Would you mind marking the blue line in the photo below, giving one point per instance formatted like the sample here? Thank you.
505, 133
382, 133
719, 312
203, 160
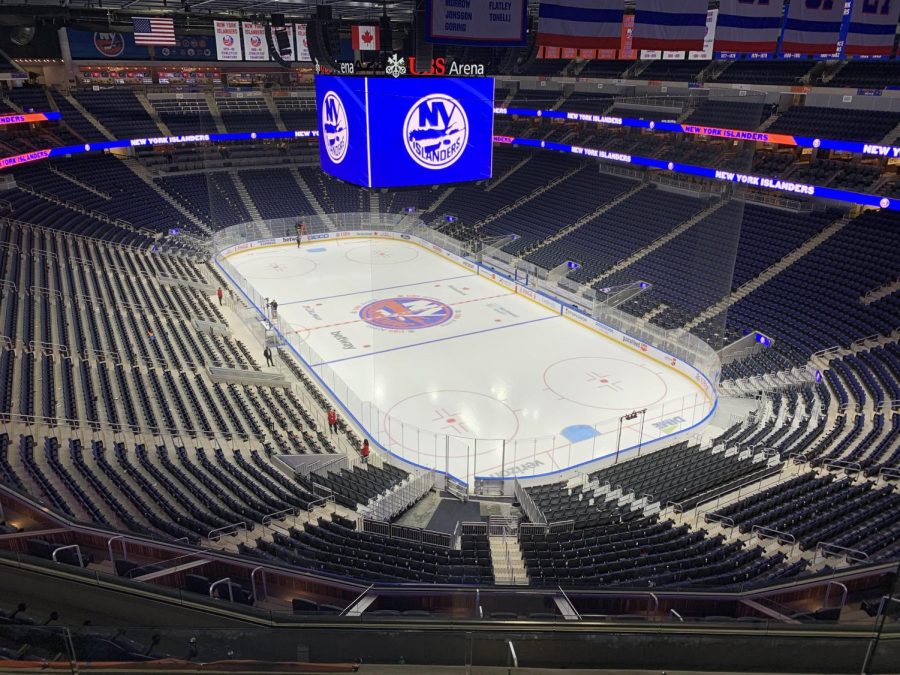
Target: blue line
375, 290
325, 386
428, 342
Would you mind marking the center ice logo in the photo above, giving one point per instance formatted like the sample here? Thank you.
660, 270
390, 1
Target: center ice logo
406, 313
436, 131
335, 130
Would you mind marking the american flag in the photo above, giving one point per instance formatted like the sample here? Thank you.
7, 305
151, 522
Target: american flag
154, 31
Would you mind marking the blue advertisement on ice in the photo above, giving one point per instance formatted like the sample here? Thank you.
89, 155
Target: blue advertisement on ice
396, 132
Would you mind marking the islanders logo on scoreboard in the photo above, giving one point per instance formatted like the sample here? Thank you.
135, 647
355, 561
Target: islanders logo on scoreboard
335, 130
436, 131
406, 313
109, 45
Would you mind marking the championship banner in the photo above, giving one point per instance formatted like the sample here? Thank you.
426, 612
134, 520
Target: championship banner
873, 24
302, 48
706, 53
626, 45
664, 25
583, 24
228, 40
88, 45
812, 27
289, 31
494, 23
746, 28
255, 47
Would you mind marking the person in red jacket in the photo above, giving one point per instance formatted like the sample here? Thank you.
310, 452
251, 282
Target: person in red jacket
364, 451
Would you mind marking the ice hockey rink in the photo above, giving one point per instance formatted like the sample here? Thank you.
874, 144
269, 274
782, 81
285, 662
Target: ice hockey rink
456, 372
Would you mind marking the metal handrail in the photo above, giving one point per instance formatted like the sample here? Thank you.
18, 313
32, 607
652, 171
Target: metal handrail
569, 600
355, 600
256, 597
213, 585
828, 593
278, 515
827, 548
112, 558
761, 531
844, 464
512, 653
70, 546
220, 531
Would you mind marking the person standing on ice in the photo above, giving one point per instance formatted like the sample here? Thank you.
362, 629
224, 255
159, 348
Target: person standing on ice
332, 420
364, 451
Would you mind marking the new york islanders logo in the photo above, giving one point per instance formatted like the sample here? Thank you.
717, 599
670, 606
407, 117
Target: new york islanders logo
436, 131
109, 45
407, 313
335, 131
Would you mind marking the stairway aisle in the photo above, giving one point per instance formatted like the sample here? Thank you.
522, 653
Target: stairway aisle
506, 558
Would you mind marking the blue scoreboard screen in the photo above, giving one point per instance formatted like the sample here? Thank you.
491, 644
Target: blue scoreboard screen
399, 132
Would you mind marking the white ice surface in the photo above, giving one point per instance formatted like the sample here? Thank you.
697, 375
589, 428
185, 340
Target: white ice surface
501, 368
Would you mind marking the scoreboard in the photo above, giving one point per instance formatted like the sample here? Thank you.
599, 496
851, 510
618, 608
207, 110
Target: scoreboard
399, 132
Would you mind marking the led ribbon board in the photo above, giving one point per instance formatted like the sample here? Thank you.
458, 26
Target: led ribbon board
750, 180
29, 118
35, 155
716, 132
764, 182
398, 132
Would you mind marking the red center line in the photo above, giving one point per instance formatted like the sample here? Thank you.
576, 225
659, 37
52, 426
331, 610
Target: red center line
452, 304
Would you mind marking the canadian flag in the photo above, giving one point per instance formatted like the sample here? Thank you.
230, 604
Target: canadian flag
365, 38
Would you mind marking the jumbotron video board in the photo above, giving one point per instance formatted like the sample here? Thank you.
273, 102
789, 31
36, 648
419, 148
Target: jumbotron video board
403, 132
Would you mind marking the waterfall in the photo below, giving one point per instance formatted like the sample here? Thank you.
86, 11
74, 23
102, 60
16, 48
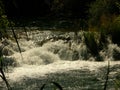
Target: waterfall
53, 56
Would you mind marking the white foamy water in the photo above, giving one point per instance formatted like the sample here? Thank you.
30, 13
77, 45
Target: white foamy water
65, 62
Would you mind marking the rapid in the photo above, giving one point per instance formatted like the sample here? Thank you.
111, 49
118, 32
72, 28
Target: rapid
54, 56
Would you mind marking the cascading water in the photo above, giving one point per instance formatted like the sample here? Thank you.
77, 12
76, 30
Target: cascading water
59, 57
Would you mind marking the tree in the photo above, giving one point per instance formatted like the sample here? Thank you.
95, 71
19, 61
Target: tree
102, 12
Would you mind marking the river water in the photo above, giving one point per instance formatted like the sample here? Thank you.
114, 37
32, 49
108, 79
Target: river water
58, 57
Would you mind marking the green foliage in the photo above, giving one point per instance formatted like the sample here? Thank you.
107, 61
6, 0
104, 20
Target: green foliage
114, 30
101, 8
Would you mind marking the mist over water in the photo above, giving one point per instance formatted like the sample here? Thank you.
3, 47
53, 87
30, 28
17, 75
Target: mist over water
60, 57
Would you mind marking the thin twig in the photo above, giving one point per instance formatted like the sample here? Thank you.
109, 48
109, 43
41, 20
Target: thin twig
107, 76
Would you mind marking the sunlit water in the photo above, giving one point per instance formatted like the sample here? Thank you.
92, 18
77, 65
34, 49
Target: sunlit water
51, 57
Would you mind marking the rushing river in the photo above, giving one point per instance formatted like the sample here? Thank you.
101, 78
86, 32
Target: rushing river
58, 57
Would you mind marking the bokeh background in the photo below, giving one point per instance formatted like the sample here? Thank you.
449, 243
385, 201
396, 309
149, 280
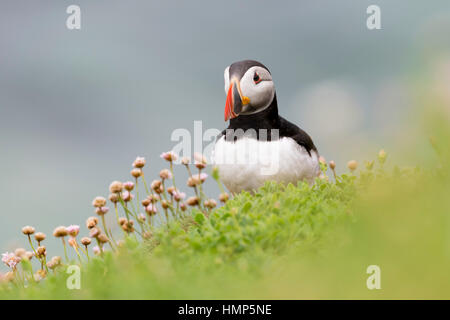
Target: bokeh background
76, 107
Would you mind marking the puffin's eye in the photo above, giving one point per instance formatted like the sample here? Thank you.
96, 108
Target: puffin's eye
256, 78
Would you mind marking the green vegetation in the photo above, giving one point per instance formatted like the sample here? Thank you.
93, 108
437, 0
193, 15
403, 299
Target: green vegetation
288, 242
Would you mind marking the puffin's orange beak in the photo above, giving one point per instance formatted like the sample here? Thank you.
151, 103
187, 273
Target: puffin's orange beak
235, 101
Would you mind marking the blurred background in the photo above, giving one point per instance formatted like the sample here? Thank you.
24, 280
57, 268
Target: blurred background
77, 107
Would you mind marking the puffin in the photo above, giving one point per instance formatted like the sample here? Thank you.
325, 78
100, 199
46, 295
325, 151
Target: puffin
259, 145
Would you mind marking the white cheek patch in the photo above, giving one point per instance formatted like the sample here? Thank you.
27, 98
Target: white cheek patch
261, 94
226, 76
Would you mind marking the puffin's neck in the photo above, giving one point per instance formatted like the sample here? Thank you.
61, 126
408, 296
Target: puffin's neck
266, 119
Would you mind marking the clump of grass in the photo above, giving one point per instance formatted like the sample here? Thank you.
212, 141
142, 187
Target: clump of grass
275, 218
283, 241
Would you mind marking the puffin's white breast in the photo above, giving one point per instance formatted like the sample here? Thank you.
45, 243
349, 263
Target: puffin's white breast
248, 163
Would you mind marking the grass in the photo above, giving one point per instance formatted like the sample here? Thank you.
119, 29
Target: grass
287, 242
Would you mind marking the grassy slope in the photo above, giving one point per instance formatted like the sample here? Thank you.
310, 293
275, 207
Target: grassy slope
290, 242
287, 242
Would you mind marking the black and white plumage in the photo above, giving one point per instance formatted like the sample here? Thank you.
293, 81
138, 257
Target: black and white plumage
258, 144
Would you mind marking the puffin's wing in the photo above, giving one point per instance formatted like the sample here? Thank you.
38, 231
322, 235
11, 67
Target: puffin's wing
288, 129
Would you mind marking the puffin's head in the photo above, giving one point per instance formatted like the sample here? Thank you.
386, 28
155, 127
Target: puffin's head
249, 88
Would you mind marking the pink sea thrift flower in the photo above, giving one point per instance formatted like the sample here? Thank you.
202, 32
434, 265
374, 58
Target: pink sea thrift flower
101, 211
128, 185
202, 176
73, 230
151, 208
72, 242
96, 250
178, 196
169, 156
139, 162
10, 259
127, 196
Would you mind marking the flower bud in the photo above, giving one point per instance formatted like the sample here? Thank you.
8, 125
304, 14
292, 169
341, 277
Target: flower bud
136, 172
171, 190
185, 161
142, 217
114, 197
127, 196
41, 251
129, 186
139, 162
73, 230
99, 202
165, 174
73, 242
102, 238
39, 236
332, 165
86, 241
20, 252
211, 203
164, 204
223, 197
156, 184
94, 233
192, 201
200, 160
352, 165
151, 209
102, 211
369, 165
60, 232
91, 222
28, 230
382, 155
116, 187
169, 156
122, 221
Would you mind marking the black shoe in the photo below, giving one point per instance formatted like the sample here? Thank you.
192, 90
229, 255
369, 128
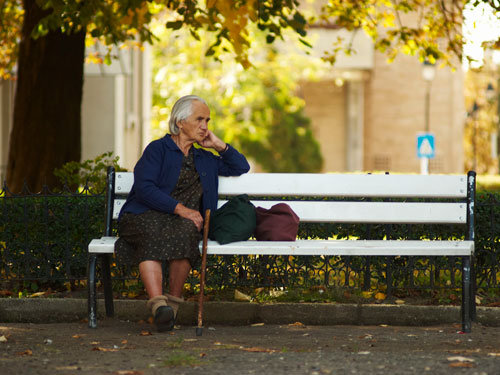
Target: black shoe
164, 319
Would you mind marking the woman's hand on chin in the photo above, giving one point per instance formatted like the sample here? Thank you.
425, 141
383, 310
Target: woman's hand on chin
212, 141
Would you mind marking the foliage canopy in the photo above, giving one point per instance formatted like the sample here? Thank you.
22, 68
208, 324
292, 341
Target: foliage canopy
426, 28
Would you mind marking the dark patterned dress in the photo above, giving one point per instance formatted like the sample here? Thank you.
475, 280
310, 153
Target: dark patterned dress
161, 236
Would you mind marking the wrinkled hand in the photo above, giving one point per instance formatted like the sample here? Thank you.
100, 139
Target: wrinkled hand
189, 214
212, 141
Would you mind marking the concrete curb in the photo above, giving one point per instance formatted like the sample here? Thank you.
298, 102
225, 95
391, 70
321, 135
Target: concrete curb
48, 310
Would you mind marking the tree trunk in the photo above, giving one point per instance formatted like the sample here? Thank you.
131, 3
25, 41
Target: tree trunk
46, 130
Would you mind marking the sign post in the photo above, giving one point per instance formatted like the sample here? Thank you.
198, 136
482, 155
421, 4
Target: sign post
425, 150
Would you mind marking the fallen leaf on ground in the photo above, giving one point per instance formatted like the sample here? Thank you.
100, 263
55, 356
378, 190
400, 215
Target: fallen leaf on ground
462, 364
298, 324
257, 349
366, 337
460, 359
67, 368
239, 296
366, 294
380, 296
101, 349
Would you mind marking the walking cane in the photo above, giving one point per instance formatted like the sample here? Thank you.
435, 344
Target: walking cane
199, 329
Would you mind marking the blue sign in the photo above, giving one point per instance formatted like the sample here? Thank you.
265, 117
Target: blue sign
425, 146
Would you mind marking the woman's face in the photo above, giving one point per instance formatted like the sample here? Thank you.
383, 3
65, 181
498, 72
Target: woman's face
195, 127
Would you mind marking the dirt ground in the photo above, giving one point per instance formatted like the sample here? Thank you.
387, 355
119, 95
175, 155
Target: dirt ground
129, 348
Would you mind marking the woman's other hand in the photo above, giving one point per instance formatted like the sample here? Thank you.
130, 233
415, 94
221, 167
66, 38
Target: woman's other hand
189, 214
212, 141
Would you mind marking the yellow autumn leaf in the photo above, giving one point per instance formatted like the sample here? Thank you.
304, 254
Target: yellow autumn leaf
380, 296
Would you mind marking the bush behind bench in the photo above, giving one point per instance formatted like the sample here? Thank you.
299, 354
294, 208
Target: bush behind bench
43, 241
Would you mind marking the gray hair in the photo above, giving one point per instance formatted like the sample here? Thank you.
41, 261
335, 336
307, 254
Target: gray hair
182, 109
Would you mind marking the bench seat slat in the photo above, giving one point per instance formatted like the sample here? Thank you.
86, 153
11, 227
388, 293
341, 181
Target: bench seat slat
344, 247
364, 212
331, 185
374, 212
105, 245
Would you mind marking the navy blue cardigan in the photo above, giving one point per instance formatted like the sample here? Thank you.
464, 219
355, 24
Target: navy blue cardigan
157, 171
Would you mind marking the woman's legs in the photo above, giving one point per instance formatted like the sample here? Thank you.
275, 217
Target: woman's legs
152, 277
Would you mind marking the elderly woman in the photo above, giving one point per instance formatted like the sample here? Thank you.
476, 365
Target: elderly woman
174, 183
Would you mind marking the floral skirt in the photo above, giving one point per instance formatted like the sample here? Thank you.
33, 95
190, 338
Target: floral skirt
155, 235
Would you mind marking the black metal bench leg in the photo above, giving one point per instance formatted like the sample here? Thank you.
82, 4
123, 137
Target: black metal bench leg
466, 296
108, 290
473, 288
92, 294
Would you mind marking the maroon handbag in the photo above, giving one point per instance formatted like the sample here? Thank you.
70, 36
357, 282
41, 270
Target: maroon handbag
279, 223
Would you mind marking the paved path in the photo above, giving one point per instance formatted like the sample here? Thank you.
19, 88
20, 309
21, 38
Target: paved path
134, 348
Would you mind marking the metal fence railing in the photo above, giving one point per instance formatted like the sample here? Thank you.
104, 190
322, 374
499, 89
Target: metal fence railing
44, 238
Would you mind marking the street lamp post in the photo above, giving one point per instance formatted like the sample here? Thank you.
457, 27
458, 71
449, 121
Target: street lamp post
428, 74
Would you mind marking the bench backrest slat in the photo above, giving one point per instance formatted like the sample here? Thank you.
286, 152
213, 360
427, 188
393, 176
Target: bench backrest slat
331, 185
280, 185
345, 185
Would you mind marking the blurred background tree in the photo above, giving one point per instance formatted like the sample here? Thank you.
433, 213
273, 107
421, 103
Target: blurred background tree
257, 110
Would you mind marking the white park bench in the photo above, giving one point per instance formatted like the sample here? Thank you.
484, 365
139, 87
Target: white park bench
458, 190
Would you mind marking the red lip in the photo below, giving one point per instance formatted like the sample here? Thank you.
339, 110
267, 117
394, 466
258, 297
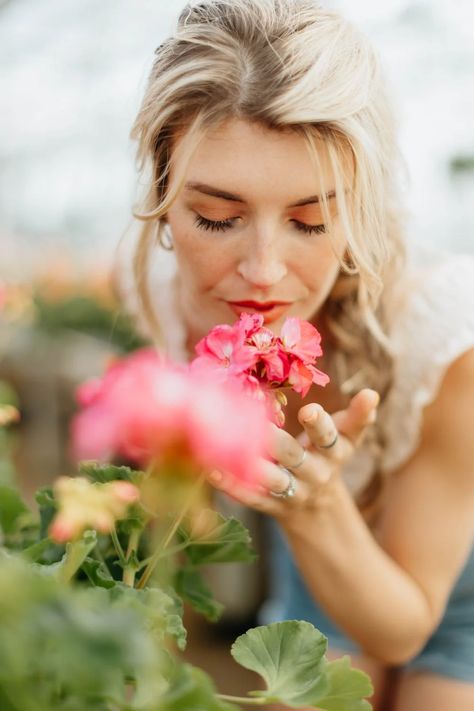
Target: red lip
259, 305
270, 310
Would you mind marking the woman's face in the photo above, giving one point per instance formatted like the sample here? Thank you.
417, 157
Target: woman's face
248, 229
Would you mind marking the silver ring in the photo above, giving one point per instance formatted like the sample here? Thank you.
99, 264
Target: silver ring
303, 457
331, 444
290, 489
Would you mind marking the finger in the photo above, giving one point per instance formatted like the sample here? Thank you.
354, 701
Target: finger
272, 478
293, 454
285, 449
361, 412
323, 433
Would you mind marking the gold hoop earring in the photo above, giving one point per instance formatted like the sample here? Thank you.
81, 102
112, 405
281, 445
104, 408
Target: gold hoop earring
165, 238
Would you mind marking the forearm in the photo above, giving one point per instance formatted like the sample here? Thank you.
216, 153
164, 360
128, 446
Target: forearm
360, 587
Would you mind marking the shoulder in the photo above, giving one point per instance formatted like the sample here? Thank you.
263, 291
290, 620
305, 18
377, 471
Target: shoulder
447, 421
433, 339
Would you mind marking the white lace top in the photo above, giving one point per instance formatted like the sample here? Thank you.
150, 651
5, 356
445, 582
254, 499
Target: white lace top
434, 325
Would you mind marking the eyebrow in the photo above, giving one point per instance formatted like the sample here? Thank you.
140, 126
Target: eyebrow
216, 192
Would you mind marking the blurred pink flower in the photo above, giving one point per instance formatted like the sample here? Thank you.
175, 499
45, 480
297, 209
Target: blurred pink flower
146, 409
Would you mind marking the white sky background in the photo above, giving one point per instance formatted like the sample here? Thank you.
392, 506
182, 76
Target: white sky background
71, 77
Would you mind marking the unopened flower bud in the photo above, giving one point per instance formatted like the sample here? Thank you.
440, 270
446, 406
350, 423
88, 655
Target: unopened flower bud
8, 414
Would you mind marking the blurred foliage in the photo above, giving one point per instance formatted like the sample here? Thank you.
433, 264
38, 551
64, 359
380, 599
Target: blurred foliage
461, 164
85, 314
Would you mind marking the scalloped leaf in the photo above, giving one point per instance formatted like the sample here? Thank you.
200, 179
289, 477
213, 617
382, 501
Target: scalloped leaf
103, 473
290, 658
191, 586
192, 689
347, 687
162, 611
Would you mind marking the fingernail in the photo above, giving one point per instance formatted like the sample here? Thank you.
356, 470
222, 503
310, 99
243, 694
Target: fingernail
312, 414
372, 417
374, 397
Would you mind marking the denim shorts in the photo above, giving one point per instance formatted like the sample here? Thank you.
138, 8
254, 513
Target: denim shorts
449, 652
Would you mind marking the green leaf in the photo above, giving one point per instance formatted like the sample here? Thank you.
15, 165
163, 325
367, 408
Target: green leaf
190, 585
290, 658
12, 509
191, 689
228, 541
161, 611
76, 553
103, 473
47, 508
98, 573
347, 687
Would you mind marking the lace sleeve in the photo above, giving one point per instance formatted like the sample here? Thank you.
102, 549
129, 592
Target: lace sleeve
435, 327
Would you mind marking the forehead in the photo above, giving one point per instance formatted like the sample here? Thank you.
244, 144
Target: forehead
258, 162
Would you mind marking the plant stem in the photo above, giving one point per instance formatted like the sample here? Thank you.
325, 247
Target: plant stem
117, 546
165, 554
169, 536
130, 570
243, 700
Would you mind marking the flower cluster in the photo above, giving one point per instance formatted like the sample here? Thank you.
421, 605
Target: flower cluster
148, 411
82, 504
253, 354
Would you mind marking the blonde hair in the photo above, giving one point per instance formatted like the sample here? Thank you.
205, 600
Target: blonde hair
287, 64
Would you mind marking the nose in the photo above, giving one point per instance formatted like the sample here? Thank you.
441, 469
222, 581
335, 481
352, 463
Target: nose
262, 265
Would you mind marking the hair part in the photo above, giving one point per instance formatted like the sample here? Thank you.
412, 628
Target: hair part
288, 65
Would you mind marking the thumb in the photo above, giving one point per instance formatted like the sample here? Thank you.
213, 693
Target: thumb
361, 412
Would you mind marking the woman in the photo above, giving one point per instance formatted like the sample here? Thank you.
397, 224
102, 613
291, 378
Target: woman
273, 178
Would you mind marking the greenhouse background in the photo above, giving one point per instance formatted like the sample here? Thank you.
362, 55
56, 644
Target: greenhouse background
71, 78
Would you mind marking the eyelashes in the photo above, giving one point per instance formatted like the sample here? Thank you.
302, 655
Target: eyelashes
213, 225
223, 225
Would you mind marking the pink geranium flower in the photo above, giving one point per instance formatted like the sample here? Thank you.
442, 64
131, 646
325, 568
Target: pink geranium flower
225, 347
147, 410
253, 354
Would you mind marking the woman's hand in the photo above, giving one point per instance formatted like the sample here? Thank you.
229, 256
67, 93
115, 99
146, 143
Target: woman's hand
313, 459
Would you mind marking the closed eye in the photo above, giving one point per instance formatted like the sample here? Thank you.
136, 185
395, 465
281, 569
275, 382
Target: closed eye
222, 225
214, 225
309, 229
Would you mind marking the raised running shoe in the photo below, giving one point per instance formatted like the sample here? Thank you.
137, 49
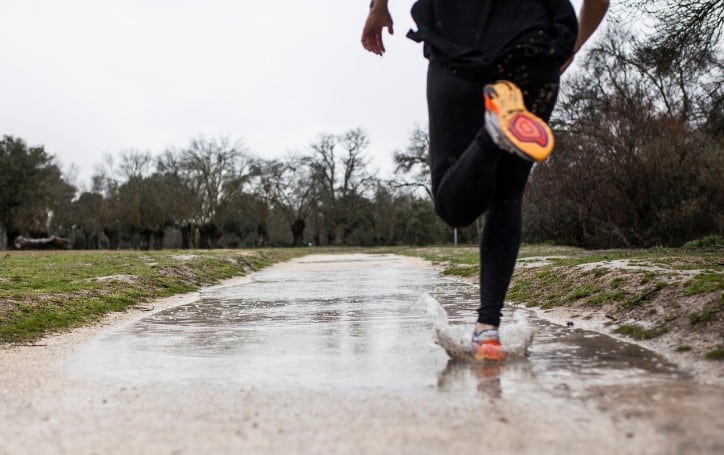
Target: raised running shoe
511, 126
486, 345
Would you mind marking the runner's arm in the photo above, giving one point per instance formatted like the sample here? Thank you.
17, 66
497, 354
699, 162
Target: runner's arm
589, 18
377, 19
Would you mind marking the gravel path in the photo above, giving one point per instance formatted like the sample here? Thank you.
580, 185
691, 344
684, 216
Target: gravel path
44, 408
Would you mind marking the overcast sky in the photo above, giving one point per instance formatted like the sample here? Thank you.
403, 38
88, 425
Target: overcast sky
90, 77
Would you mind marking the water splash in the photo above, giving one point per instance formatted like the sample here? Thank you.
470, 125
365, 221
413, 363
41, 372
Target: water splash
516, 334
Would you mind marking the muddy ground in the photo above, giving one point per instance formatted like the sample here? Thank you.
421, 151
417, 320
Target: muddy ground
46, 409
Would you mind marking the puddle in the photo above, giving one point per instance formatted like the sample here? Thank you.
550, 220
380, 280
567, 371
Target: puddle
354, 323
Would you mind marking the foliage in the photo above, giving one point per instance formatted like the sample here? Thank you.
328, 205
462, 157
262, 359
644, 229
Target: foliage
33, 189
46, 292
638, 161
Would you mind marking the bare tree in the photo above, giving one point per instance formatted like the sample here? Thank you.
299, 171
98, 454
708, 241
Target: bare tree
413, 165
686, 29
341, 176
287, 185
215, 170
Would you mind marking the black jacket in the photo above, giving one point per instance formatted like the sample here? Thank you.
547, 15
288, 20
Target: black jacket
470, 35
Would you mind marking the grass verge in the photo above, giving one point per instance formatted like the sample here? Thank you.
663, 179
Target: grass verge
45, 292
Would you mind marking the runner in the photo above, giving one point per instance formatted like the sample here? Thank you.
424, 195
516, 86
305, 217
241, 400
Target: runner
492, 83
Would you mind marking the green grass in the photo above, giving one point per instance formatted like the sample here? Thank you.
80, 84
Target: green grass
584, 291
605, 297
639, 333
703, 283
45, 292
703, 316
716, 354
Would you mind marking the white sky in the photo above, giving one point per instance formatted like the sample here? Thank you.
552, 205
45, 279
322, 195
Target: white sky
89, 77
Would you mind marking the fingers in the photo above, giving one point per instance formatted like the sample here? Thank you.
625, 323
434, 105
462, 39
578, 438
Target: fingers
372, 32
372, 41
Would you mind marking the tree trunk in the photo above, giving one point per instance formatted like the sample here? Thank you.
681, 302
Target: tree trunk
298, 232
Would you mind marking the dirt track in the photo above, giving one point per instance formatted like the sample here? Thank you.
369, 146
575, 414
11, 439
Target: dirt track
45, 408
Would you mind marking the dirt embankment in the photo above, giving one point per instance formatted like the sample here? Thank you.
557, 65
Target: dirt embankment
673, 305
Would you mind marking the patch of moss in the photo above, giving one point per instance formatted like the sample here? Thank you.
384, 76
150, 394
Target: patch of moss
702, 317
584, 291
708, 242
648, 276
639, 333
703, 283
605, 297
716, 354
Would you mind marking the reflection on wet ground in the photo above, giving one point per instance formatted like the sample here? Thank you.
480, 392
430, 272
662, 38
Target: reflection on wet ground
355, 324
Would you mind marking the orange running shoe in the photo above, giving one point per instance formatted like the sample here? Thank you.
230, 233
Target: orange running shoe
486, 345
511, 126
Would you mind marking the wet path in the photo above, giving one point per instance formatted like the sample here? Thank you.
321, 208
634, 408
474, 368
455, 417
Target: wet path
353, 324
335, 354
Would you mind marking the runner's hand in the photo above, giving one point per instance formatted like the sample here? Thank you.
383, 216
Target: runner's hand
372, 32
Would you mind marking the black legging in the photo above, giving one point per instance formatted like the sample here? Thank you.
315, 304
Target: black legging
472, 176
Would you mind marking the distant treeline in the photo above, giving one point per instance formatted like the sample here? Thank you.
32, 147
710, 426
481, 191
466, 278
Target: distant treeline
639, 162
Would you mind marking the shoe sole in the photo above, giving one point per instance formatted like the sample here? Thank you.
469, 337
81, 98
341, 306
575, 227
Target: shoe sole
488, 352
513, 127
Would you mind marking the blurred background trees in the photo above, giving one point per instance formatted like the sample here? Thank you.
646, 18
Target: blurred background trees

• • • • •

• _Stated exercise_: Give the lines from the one containing "Would you mind marking the wet" through the end of the entries again, exactly as written and with no other lines.

• _Worked answer_:
Would you mind marking the wet path in the photo above, giving one point per instance formatted like the sample here? Thank you.
321, 208
634, 408
474, 368
455, 417
Target: wet path
353, 324
335, 354
Would you mind marking the runner's hand in the photo above, giving one point per instance formatted like the sample here? Thank you.
383, 216
Target: runner's hand
372, 32
Would you mind marking the black legging in the photo above, giving one point per instance formatted like the sample here? Thank you.
315, 304
Target: black legging
472, 176
Would you mind marking the distant treeline in the photo above, giving one point per instance formatted like the sample here? Thank you.
32, 147
710, 426
481, 191
466, 278
Target: distant treeline
639, 162
Would you mind marking the shoe sole in the photo above, giving one point per instance formatted like the sample here? Thank you.
469, 337
81, 98
341, 306
575, 227
Target: shoe sole
488, 352
513, 127
Would you mind marking the blurred background trees in the photo above, giving one point per instance formatted like the sample here? Thank you.
646, 18
Target: blurred background trees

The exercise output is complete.